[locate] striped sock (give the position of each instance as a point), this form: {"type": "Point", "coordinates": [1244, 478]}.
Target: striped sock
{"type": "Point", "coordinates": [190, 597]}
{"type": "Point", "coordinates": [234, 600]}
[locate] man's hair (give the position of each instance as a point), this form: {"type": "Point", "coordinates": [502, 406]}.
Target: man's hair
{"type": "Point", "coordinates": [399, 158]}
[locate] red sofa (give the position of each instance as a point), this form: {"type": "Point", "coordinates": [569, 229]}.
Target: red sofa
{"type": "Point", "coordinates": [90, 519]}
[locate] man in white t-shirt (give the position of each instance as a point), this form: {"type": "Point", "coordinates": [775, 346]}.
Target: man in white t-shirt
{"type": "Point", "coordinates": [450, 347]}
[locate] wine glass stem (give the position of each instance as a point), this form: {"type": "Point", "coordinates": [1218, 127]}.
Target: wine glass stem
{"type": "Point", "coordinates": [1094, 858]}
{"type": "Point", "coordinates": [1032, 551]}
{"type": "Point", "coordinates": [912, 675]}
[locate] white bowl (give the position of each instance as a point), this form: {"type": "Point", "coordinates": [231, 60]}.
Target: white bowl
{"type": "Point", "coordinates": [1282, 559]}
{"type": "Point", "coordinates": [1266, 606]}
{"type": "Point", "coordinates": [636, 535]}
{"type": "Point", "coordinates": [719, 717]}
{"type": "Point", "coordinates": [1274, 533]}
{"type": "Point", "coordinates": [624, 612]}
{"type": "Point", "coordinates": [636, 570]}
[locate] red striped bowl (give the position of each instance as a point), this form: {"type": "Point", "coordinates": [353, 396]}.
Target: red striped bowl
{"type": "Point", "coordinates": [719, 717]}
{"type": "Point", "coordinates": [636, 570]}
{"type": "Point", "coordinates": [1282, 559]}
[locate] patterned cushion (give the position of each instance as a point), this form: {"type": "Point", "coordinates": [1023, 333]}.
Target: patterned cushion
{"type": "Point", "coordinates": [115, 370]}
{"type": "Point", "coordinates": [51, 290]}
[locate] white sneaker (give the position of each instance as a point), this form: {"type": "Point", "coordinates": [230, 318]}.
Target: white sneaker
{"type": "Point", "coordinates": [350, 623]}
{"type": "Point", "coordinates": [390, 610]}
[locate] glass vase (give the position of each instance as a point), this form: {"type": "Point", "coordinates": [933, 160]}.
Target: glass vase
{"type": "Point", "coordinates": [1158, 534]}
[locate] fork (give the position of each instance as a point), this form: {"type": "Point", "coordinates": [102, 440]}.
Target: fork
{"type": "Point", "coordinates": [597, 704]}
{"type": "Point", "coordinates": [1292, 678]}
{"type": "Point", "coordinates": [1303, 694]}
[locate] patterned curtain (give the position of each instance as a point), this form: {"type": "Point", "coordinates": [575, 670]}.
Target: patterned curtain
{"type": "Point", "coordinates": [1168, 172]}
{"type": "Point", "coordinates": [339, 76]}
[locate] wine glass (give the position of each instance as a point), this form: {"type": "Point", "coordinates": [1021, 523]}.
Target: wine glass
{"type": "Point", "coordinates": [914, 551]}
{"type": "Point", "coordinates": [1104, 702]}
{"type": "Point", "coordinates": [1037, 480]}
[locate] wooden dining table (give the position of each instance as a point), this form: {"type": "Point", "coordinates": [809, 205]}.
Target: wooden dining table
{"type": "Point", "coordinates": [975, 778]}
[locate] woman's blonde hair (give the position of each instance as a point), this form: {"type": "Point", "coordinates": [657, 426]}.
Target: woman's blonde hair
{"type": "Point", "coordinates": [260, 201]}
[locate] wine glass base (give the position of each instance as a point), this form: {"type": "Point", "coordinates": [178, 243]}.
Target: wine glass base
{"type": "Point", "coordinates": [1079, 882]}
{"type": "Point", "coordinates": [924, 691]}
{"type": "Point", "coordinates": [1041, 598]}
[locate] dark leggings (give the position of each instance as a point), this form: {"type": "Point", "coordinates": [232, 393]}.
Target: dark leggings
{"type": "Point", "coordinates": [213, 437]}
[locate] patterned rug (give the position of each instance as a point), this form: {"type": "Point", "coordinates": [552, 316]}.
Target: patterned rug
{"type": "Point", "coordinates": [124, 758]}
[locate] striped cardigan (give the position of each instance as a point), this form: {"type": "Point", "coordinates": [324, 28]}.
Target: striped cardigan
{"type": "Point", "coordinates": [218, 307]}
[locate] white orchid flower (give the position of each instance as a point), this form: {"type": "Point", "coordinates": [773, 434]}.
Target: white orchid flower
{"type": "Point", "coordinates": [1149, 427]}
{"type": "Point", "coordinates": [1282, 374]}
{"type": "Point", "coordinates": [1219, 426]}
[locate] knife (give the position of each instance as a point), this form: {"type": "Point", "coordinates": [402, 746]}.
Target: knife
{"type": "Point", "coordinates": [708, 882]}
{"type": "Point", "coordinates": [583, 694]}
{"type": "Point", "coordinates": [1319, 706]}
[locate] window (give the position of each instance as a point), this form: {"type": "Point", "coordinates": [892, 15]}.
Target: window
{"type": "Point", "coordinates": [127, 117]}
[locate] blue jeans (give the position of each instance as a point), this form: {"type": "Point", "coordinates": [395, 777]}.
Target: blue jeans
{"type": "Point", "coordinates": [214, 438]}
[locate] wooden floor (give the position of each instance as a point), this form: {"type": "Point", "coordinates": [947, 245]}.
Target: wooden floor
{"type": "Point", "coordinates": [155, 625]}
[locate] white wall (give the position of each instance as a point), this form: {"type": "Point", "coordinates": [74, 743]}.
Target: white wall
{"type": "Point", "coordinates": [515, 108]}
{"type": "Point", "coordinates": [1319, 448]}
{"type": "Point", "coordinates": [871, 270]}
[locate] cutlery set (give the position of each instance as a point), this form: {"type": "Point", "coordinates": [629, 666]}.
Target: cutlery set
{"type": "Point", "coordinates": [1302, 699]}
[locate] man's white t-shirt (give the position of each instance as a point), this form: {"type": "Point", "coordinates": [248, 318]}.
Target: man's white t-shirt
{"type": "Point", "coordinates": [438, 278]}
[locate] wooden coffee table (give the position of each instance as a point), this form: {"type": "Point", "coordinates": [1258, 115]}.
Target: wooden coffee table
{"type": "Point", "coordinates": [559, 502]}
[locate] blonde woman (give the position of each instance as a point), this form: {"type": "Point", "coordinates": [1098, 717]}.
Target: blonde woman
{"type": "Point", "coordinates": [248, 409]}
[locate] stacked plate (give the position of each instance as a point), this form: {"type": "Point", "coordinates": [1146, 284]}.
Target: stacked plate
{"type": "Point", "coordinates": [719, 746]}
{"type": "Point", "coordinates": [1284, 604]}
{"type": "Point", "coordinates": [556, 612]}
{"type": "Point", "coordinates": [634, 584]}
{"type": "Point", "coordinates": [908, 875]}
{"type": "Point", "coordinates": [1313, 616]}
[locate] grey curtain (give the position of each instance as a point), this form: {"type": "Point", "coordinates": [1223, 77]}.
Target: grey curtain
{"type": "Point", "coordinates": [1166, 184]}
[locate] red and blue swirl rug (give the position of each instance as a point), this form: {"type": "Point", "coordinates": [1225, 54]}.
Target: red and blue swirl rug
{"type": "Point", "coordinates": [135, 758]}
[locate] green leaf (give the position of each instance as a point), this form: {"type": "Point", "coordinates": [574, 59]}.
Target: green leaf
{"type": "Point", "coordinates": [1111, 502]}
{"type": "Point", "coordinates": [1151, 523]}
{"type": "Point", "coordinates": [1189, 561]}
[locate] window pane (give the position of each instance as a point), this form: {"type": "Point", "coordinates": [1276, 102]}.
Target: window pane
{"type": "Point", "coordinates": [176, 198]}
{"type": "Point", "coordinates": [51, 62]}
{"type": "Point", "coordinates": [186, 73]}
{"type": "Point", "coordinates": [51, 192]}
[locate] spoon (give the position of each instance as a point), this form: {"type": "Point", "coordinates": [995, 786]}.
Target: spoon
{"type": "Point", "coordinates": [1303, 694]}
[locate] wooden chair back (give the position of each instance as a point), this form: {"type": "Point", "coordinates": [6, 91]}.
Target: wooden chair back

————————

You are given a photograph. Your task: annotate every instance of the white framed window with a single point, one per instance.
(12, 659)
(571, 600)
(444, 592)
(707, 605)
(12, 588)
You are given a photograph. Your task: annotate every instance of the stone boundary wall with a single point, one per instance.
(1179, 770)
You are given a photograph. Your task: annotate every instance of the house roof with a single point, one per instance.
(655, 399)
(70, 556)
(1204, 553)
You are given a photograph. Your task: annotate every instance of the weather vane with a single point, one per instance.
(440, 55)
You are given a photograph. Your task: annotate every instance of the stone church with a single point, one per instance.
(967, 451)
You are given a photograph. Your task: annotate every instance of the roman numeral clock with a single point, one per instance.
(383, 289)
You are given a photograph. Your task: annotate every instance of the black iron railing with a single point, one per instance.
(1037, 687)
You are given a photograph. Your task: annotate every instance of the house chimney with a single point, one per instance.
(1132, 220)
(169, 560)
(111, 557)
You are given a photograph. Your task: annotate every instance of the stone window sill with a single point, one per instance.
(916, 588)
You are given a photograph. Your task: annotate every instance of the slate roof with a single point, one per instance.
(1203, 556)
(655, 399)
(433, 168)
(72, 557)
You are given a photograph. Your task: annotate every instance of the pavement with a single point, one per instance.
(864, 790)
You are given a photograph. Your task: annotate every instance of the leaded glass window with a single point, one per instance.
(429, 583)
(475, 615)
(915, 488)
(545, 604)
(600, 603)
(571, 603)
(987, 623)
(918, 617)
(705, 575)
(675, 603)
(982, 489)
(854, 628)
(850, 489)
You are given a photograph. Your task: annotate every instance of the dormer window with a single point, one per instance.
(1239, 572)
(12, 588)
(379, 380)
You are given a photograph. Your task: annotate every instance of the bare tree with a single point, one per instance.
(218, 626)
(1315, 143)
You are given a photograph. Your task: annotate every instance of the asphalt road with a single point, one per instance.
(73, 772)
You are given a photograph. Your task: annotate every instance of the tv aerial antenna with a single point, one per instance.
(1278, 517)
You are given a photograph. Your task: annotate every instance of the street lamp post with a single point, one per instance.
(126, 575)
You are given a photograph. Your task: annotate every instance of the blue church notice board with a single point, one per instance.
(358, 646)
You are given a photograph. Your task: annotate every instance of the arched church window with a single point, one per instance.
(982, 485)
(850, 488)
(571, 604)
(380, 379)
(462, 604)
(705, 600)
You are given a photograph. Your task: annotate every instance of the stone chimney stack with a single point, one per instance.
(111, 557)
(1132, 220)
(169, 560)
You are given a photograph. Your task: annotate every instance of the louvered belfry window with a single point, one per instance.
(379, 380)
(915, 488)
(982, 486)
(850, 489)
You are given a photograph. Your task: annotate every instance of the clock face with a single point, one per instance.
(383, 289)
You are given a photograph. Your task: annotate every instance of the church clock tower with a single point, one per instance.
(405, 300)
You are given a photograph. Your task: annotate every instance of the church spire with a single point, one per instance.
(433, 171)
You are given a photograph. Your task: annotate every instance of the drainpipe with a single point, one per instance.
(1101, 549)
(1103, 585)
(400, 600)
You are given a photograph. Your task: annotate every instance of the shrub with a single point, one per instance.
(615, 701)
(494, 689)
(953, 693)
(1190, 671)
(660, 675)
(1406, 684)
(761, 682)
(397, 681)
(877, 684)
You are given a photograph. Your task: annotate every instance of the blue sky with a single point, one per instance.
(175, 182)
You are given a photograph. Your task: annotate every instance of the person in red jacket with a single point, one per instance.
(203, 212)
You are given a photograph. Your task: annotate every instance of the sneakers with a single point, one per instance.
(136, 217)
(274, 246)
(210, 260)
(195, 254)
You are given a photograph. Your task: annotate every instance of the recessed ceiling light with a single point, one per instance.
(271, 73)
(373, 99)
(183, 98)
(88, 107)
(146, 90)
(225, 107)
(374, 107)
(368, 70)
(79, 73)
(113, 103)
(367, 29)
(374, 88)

————————

- [STATED EXERCISE] Copy out each row above that contains the string "back", and treat uppercase and lowercase letters as different.

- [FINISHED TASK]
[locate] wooden chair back (give the position of each instance as a point), this form: {"type": "Point", "coordinates": [6, 91]}.
Target: wooden chair back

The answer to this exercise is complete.